Trecho do texto =
* * * * *

Hoje menos comum, as boates voltadas para o público gay dos anos 1980 e começo dos 1990 tinham entre o expediente a prática de divertir a clientela com esquetes e dublagens de cantoras famosas. “Mas a gente não ficava só na dublagem, colocava um enredo com começo, meio e fim”, lembra o ator, contando sobre como gastou muita maquiagem nas extintas Misty, Araras e Mangueirão. “Era uma loucura, fazia as boates de noite e os espetáculos infantis pela manhã”. Com ele, estavam vários dos integrantes da primeira e clássica formação da Trupe do Barulho, que passariam inacreditáveis sete anos em cartaz com a peça Cinderela no Waldemar de Oliveira. Entre eles, Edilson Rygaard, que faria o príncipe; Roberto Costa, futura “Fada-macumba”; os irmãos Paulo e Célio de Pontes, que se revezariam no papel da madrasta, e o falecido Luciano Rodrigues.

* * * * *

Listagem =

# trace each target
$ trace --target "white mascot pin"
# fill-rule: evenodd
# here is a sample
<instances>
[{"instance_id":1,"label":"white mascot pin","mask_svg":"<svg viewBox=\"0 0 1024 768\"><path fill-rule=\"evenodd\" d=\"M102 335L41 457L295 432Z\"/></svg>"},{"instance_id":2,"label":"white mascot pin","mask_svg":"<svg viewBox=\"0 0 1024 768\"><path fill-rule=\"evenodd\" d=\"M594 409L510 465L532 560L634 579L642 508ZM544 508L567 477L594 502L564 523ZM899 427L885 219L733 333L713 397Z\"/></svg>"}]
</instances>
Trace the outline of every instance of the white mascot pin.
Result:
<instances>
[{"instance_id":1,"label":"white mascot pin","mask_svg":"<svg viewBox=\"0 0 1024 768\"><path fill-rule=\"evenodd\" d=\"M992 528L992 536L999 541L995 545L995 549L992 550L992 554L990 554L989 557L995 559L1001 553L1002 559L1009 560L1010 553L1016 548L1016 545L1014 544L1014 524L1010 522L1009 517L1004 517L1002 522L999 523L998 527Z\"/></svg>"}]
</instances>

* * * * *

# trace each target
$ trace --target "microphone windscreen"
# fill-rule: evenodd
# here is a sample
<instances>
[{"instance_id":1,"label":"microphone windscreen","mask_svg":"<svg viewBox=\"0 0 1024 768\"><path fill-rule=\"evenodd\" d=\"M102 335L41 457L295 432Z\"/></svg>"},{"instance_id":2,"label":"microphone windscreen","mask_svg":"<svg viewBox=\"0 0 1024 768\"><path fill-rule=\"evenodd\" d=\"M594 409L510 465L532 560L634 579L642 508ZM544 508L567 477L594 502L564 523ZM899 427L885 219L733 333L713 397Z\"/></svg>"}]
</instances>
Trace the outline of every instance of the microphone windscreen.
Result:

* * * * *

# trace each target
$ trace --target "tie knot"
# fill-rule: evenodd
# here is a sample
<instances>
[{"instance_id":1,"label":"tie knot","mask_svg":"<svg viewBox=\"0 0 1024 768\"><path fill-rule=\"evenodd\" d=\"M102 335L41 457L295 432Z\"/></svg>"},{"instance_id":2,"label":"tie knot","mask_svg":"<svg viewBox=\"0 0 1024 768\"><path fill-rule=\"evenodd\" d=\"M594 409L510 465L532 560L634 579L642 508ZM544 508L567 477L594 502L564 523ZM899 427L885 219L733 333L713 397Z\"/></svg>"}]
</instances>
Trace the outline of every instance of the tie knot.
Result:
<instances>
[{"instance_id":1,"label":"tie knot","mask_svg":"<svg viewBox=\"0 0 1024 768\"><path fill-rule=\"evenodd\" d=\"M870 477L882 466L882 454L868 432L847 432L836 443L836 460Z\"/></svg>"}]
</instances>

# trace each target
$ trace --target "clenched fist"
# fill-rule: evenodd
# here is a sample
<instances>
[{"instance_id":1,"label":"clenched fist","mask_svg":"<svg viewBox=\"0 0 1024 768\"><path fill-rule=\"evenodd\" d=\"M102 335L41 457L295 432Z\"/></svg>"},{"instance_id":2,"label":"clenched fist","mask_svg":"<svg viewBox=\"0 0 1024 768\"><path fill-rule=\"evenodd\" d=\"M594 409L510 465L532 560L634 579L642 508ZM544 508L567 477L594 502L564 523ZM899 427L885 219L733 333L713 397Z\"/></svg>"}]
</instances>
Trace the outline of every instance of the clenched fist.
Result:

* * * * *

Tarefas =
#1 Responda com base no texto sobre a Trupe do Barulho:
(a) Em quais boates extintas o ator conta ter gastado muita maquiagem?
(b) Por quanto tempo a peça Cinderela ficou em cartaz no Waldemar de Oliveira?
(c) Que papel Edilson Rygaard faria?
#2 Prossiga com o texto sobre a Trupe do Barulho, escrevendo a partir da última frase.

Respostas dadas =
#1
(a) Misty, Araras e Mangueirão.
(b) Sete anos.
(c) O príncipe.

#2
Aurino Xavier, intérprete do Chupa Engole, também estava lá. Hoje, ele é o dono da marca Trupe do Barulho. Com sua produtora, a Oxe Mainha, Jason tem montado e dirigido comédias com a estética e o humor de ambiguidade sócio-sexual que consagrou. “Prefiro montar e deixar com eles para tocarem, por causa da minha correria”, ele diz. Com as marcas da duração presentes em tudo que faz, as peças costumam ficar em temporada por um tempo inimaginável na média do teatro brasileiro atual. Preta de Neve ficou dois anos seguidos em cartaz. A última, Mãezona, está prestes a completar um ano no Waldemar de Oliveira. Nenhuma montagem leva menos de 12 meses para ficar pronta. “Dou o tema, os meninos escrevem e, até aprovar o texto, ensaiar e ficar pronto, não demora menos de um ano”.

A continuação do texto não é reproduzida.